**What you need to do:**
Please copy out every line below that contains the word "positive", treating uppercase and lowercase as different.

**Data to examine:**

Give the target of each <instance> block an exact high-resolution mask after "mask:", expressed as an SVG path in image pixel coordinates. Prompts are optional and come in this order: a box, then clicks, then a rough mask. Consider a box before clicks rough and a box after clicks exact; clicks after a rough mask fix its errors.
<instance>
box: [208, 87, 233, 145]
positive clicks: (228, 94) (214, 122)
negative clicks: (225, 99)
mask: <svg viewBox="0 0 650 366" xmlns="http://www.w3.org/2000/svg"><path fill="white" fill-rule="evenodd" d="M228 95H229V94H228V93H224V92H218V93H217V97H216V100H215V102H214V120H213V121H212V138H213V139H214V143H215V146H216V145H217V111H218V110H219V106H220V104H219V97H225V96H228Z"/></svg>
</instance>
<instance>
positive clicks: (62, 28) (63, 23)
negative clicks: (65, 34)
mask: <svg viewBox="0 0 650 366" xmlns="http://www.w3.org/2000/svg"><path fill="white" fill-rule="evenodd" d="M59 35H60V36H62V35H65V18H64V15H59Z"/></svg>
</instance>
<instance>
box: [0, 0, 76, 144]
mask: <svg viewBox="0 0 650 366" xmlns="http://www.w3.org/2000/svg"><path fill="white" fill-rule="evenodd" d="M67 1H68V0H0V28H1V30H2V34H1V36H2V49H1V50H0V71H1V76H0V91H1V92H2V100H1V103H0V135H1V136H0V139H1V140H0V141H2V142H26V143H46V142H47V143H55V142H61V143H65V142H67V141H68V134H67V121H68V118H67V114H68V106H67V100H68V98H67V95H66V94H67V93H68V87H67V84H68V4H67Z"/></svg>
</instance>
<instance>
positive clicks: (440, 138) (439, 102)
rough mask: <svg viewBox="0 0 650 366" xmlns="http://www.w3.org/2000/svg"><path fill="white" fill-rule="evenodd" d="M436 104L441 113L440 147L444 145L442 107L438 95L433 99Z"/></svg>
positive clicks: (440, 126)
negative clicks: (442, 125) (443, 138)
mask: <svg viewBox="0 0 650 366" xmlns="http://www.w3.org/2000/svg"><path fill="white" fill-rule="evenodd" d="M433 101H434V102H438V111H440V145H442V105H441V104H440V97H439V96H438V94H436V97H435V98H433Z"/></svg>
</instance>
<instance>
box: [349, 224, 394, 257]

**Answer to this task:**
positive clicks: (228, 94) (214, 122)
positive clicks: (62, 28) (63, 23)
positive clicks: (440, 138) (439, 102)
positive clicks: (440, 126)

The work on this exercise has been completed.